((

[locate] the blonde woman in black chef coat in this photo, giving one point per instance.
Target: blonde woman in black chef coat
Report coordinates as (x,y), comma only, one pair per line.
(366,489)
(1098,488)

))

-- EXERCISE REQUIREMENTS --
Copy only the stretch running from the line containing "Target: blonde woman in black chef coat" to the final line of the entries, both ends included, exactly as it stands.

-- EXPECTED ANSWER --
Target: blonde woman in black chef coat
Report coordinates as (x,y), comma only, one pair per line.
(366,489)
(1098,488)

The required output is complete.